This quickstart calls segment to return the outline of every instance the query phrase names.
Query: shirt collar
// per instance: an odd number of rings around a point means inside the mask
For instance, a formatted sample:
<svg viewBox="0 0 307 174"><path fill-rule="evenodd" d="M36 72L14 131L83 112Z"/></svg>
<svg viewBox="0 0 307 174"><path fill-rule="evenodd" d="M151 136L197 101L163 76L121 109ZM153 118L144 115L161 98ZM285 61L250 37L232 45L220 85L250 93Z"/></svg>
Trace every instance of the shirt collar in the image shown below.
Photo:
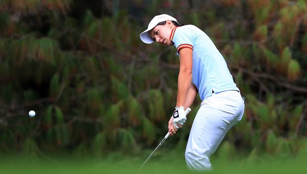
<svg viewBox="0 0 307 174"><path fill-rule="evenodd" d="M175 34L175 31L176 31L176 29L178 27L176 27L172 29L171 32L170 33L170 35L169 36L169 40L172 41L172 39L174 38L174 34Z"/></svg>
---
Short task:
Swap every occurrence of "shirt collar" in the rows above for "jacket lapel", leaving all other text unchanged, and reproduce the rows without the pictures.

Expected output:
This quickstart calls segment to return the outline of every instance the query phrase names.
Query: jacket lapel
// per instance: an odd number of rings around a point means inside the mask
For instance, a formatted sample:
<svg viewBox="0 0 307 174"><path fill-rule="evenodd" d="M36 72L14 131L83 112Z"/></svg>
<svg viewBox="0 0 307 174"><path fill-rule="evenodd" d="M151 136L197 101L163 76L121 109ZM153 118L144 115L161 98ZM285 61L250 37L232 45L220 85L250 93Z"/></svg>
Trace every instance of the jacket lapel in the image shown below.
Photo:
<svg viewBox="0 0 307 174"><path fill-rule="evenodd" d="M175 34L175 31L176 31L176 29L178 27L176 27L172 29L171 32L170 33L170 35L169 36L169 40L172 41L172 39L174 38L174 34Z"/></svg>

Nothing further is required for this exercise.